DATASET ROWS:
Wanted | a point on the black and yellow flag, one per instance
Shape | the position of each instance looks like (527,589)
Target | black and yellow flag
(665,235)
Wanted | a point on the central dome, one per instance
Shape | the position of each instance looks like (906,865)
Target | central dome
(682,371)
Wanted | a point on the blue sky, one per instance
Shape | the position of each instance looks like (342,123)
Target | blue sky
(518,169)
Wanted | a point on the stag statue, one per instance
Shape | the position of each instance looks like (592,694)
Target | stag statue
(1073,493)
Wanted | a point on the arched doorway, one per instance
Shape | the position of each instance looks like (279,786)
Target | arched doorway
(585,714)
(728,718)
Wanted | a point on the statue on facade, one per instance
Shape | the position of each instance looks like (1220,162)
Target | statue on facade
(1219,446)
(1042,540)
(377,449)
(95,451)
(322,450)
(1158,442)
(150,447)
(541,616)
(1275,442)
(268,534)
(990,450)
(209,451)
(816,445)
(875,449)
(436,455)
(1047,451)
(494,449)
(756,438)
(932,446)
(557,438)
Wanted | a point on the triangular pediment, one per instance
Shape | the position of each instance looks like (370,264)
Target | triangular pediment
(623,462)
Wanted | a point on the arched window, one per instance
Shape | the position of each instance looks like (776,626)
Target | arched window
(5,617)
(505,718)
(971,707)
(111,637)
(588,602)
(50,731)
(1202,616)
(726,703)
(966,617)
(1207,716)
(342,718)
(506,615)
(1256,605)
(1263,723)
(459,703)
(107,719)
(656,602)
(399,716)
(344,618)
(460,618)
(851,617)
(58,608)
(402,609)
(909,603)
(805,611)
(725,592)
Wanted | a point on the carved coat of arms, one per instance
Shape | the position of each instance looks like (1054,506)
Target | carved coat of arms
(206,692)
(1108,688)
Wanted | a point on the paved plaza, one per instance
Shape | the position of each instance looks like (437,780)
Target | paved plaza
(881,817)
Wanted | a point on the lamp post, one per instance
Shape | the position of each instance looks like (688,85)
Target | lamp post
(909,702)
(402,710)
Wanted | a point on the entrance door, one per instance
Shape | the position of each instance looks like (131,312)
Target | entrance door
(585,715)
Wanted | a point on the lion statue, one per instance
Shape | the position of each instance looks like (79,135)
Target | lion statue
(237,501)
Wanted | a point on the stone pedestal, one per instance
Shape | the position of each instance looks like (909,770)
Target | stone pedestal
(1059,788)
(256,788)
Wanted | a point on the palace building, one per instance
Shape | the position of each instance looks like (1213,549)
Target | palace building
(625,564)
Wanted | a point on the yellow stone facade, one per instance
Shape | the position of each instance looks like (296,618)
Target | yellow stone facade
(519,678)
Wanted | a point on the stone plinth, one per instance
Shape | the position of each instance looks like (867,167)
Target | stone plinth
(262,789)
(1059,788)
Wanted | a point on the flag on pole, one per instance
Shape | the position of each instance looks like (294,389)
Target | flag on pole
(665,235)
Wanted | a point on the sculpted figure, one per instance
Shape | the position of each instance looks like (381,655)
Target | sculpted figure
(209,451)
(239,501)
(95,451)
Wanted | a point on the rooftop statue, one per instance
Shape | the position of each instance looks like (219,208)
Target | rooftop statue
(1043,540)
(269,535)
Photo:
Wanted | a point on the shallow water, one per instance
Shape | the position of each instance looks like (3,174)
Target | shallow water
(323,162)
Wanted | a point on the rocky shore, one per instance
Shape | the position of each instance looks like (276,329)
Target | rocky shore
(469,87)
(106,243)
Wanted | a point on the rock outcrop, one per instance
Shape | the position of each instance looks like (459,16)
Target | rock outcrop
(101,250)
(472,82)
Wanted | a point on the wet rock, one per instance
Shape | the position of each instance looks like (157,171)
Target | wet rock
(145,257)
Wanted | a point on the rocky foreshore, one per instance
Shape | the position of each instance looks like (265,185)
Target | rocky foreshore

WHAT TO PRODUCE: Copy out every line of the listing above verbatim, from the first line through the last.

WRITTEN RESPONSE:
Wanted | a point on the black and yellow flag, one per instance
Shape | the position of each instance looks like (527,589)
Target | black and yellow flag
(665,235)
Wanted | a point on the central dome, one per instance
Shape | the position of each instance looks like (906,865)
Target | central dome
(682,371)
Wanted | a point on the blue sky, one per instance
Shape | the position of each instance looks like (342,123)
Target | blue sky
(518,169)
Wanted | a point on the stag statue, one per instance
Shape | the position of each instance looks like (592,694)
Target | stag statue
(1073,493)
Wanted | a point on the arched doorway, one per instance
Shape | the position of each instance looks like (279,786)
Target | arched doorway
(585,714)
(728,718)
Wanted | a point on the statue on facade, one per instance
Shape | the position of each instance looks like (1220,162)
Target | statue on facade
(1219,446)
(1042,540)
(377,449)
(95,451)
(322,450)
(1158,442)
(150,447)
(541,616)
(1275,442)
(268,534)
(990,450)
(209,451)
(816,445)
(875,449)
(436,455)
(1047,451)
(494,449)
(756,438)
(932,446)
(557,438)
Wanted | a point on the triangular pediment, one per instance
Shape | the position of each instance looks like (370,264)
Target | triangular pediment
(623,462)
Wanted | a point on the arched window, one per instance
Shape | the position of each instance looks like (776,626)
Target | arched window
(5,617)
(505,718)
(971,707)
(111,637)
(588,602)
(50,731)
(1202,616)
(726,703)
(966,617)
(1207,716)
(342,718)
(506,615)
(1256,605)
(1263,723)
(459,703)
(107,719)
(656,602)
(399,716)
(344,618)
(460,618)
(851,617)
(58,608)
(402,609)
(909,603)
(805,611)
(725,592)
Wanted | a point on the carved coat of arms, one per instance
Shape | the position of each instance looks like (1054,506)
Target | carved coat of arms
(206,692)
(1108,688)
Wanted | a point on the paved plaza, one per instance
Shape | the position of each instance looks like (437,780)
Target | paved plaza
(881,817)
Wanted | a point on the lamp post, one per instance
Shape | the position of each instance looks like (688,85)
Target | lamp post
(909,702)
(402,710)
Wanted | a point on the entrance door, one per instance
Shape | the position of each instance looks like (131,312)
Target | entrance door
(585,715)
Wanted | a point on the lion statue, one per instance
Shape | the position of each instance looks like (79,135)
Target | lion statue
(237,501)
Wanted | a point on the stone pedestal, one per instance
Shape | the position of each instance looks like (909,770)
Target | stone pedestal
(1059,788)
(256,788)
Wanted | a point on the palace building, one per instance
Shape | the position of each instance looks like (1213,549)
Target | palace building
(625,564)
Wanted | a point on the yellow stone facade, one per instance
Shape | the position of each instance looks like (296,618)
Target | yellow stone facade
(519,678)
Wanted | a point on the stone plinth, one per instance
Shape | the position of each instance looks like (867,167)
Target | stone plinth
(262,789)
(1059,788)
Wanted | a point on the flag on pole, one per instance
Shape | the position of each instance looks like (294,389)
Target | flag on pole
(665,235)
Wanted | a point on the sculpted figure, one per instance
Shape | the position of each instance looks like (381,655)
Target | sculpted figure
(209,451)
(239,501)
(95,451)
Wanted | a point on the rooftop statue, one per instance
Shape | the position of each instance looks like (219,208)
Target | rooftop statue
(1043,540)
(269,535)
Photo:
Wanted | a point on the shallow water, one per instance
Shape | the position of each instance looks like (3,174)
Target | shallow water
(323,162)
Wanted | a point on the rocky shore, one per instance
Shape | the position of each instance looks like (276,329)
Target | rocky shore
(469,87)
(106,243)
Wanted | a point on the rock outcrop, one per instance
Shape | the position of each instance looks like (459,16)
Target | rock outcrop
(101,250)
(472,82)
Wanted | a point on the wet rock, one per instance
Shape | the position of each instance looks like (157,171)
Target | wet rock
(145,257)
Wanted | a point on the rocky foreshore, one per instance
Shape | the position of each instance looks like (265,185)
Target | rocky foreshore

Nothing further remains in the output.